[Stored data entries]
---+---

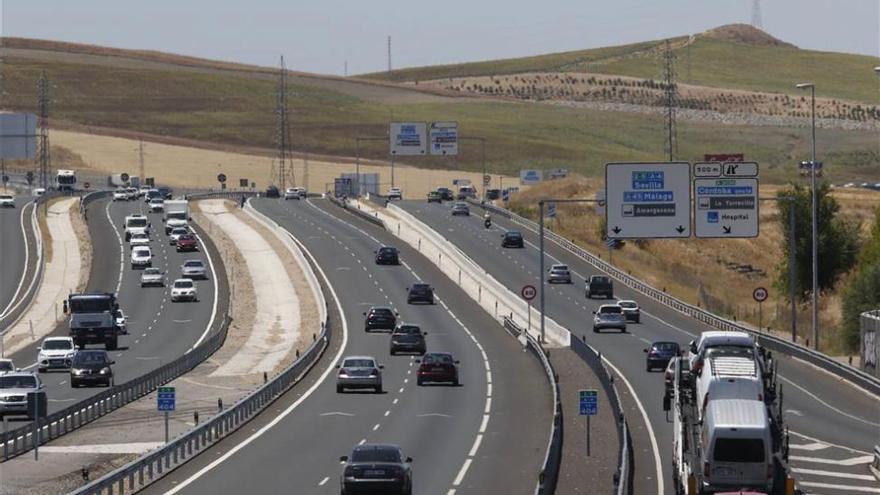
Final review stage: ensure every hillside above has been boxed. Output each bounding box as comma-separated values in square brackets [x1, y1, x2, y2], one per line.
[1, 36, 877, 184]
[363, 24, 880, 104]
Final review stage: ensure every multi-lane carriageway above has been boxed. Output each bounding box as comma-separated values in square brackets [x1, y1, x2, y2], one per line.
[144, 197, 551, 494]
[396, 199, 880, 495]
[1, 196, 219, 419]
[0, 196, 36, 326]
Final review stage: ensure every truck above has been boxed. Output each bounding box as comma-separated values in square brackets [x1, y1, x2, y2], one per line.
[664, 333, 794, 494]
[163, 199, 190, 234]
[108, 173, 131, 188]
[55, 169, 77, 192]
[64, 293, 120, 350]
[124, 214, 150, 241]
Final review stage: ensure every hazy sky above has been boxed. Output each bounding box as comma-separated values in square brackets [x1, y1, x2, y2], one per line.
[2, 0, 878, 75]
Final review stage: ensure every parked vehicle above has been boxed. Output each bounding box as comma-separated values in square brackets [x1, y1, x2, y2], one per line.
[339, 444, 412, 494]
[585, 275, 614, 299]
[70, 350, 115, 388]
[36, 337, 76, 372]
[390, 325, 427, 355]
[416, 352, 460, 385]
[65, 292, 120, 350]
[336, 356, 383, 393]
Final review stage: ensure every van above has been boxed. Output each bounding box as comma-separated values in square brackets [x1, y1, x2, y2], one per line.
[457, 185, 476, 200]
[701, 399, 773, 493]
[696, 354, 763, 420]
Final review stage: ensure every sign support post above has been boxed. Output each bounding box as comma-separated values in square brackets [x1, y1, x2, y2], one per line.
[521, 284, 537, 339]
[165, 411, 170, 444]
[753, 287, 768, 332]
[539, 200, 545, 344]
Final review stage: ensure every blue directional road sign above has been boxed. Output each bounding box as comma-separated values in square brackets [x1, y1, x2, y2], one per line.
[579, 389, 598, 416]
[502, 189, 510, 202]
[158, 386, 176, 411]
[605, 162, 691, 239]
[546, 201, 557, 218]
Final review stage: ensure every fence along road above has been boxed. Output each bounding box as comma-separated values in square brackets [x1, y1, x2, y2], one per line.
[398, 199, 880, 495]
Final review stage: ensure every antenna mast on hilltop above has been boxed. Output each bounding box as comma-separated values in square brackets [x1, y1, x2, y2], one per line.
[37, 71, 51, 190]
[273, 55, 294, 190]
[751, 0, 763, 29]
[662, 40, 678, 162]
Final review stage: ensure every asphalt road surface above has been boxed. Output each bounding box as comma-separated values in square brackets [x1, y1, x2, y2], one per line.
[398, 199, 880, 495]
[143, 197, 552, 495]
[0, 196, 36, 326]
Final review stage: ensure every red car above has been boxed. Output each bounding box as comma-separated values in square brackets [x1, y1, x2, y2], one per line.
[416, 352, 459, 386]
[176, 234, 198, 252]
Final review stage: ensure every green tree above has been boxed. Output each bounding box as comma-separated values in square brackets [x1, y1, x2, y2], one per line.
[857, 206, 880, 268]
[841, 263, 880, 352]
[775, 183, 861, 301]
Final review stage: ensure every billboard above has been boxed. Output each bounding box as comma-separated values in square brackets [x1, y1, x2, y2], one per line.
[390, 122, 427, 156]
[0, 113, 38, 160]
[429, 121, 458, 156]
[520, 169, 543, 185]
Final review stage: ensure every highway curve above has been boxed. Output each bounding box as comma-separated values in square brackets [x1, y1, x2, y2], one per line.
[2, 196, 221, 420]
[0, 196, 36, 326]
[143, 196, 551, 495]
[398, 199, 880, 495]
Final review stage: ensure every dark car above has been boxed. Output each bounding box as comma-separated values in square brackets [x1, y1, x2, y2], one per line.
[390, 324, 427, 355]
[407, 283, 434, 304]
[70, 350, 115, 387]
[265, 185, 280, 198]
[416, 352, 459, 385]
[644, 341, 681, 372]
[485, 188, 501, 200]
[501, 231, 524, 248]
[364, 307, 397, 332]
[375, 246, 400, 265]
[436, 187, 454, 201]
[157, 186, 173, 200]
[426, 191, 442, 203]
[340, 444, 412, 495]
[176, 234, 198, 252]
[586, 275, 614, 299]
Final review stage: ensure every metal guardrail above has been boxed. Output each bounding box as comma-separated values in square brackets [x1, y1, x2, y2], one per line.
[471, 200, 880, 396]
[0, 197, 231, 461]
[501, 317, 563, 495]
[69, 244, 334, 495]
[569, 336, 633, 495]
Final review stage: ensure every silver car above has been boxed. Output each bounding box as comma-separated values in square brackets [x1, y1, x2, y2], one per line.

---+---

WORK TO BE COMPLETED
From the first line to the last, set down the records word for word and drop the images.

OUTPUT FOR THIS EXERCISE
Final review stage: ensure every hillside above has been boxed. Output each bounding box as comma-separated values in square brackets [x1, y1, x2, y2], one per line.
[1, 36, 877, 184]
[363, 24, 880, 104]
Final review stage: ensure every multi-lane carriageway above has been boxed. Output each bounding box as comma-separated values in square brackets [x1, y1, x2, y2], one per line.
[144, 197, 551, 494]
[396, 199, 880, 495]
[1, 196, 219, 419]
[0, 196, 36, 326]
Final review stage: ensure every truck above has been boxed. Output each bounding box as comma-separated values in square brackets [x1, y1, x2, y2], one per line.
[664, 333, 794, 494]
[163, 199, 190, 234]
[108, 173, 131, 188]
[55, 169, 77, 192]
[64, 293, 120, 350]
[124, 214, 150, 241]
Final review stage: ensure every hazy sky above has been boxed. Output each bounding box as comma-separated values in square brackets [x1, y1, x2, y2], one per line.
[2, 0, 878, 75]
Final review stage: ensure every parked vehicle above has been boxed. Output each bounding box as comma-separated values in square brackets [x1, y1, x2, y2], one per line.
[339, 444, 412, 494]
[585, 275, 614, 299]
[70, 350, 115, 388]
[36, 337, 76, 372]
[390, 325, 427, 355]
[416, 352, 460, 385]
[65, 292, 120, 350]
[336, 356, 383, 393]
Final review stage: ensure every van above has been boxed. Output each bounding box as comma-separated values in square brackets [x1, y1, x2, y2], one per line.
[457, 185, 476, 200]
[701, 399, 773, 493]
[696, 354, 763, 420]
Final review stage: ensure every sign support post above has been boxed. Output each bounding box as comma-separated values in square brackets [x1, y1, x2, y2], one per line.
[521, 284, 537, 339]
[165, 411, 170, 444]
[753, 287, 768, 332]
[539, 200, 545, 344]
Final review stage: ensure every blue directional road sign above has been boxed. Output each bounding box as comma-separated values in square brackets [x1, y1, x2, y2], one per line.
[579, 389, 598, 416]
[502, 189, 510, 202]
[158, 386, 176, 411]
[605, 162, 691, 239]
[546, 201, 557, 218]
Final review stage: ensure every fence along road above has been boxed. Output each bounding box as comma-separated values in square brackets [x1, y1, x2, y2], one per line.
[398, 199, 880, 495]
Final review stage: ensure every antenna mast on hilltop above has been boxed. Output each bounding box as comma-separated values in square brackets [x1, y1, x2, y2], one per line.
[37, 71, 51, 190]
[273, 55, 294, 190]
[751, 0, 763, 29]
[662, 40, 678, 162]
Final review stage: ensure every asphalt road surface above has been boxed. Output each bounding box as comma-separated values in square brackets [x1, y1, x2, y2], one per line.
[398, 199, 880, 495]
[143, 197, 552, 495]
[0, 196, 36, 326]
Final review stage: ensure every red car above has been boxed. Output each bounding box as comma-separated values in square brackets [x1, y1, x2, y2], one per line.
[416, 352, 459, 386]
[176, 234, 198, 252]
Final review stage: ensure every green tree above has been boxed. Output each bounding box as comma-separated values in square brackets [x1, y1, x2, y2], one per line.
[857, 206, 880, 268]
[841, 263, 880, 352]
[775, 183, 861, 301]
Final review stage: ensure every billboard above has been boxed. Output each bounding box as comma-separated values in square brackets [x1, y1, x2, y2], one per line.
[390, 122, 427, 156]
[0, 113, 38, 160]
[429, 121, 458, 156]
[520, 169, 543, 185]
Final review stage: ensure every highway curve above has been boxed. Output each bounding box as comma-separated values in square brackets [x1, y1, x2, y2], one per line.
[2, 196, 221, 420]
[0, 196, 36, 326]
[143, 196, 551, 495]
[398, 199, 880, 495]
Final review stage: ensure every dark car above has been boxed. Output each bounding box as comma-separated values in square brackets [x1, y1, x2, y2], one per line.
[390, 324, 427, 355]
[407, 283, 434, 304]
[70, 350, 115, 387]
[265, 185, 280, 198]
[416, 352, 459, 385]
[644, 341, 681, 372]
[485, 188, 501, 200]
[501, 231, 524, 248]
[364, 307, 397, 332]
[375, 246, 400, 265]
[436, 187, 454, 201]
[157, 186, 173, 200]
[426, 191, 442, 203]
[340, 444, 412, 495]
[176, 234, 198, 252]
[586, 275, 614, 299]
Final review stage: ensure every metal guardrail above has been boxed. Output each bounding box as comma-separated values in square brackets [x1, y1, x2, y2], one per line.
[471, 200, 880, 396]
[0, 197, 231, 461]
[501, 317, 563, 495]
[69, 244, 334, 495]
[569, 336, 633, 495]
Final review stage: ensure every silver car above has been boxed. Output each bounding box as comma-separated values in square brackets [x1, y1, x2, y2], one per line.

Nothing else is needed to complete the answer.